What you should do:
All lines of the entries with "white" in them must be listed.

Entries supplied:
★ ★ ★ ★ ★

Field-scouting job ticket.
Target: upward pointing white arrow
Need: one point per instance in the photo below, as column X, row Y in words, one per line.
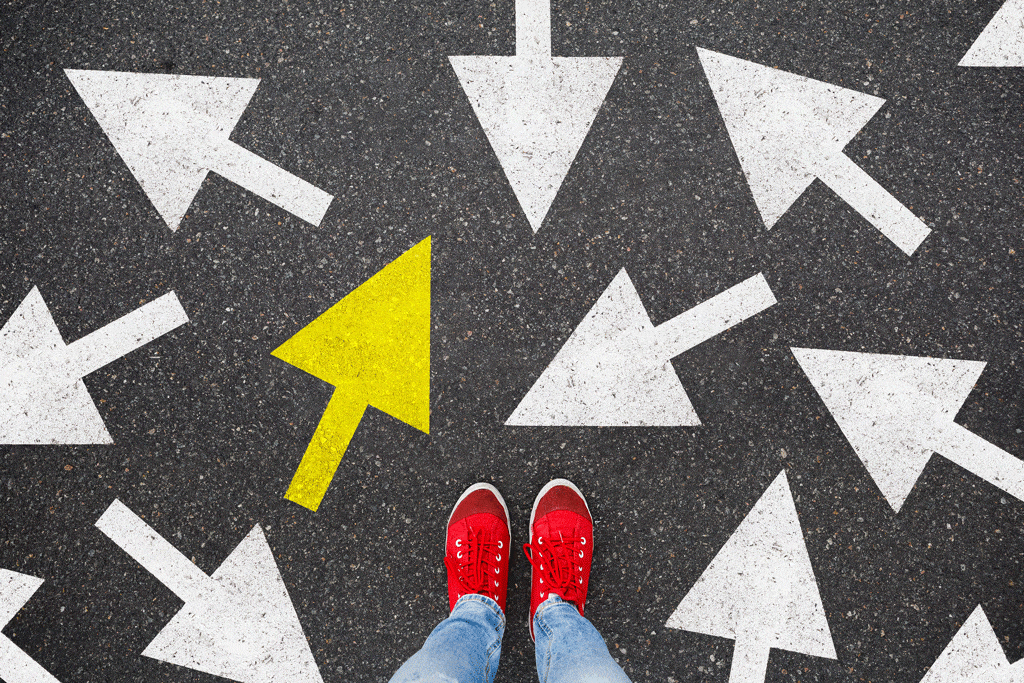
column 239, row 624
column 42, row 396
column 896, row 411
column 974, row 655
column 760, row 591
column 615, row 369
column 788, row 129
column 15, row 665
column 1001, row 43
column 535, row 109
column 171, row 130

★ ★ ★ ★ ★

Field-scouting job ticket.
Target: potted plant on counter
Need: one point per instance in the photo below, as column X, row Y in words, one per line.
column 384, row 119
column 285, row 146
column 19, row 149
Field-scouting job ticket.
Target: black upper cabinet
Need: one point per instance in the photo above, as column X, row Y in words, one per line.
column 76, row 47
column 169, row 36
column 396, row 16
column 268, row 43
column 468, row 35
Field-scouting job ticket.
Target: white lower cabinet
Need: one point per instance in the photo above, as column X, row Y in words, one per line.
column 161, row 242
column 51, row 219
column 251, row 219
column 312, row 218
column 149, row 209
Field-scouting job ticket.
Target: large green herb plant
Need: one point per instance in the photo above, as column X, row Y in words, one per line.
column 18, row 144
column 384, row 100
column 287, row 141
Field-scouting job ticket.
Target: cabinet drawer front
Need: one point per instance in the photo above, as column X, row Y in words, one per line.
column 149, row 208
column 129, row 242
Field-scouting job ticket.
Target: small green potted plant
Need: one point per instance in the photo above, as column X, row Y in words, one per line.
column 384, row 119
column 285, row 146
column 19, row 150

★ ★ ★ ★ ★

Completed exercise:
Target: upward pointing white arrow
Target: white lower cabinet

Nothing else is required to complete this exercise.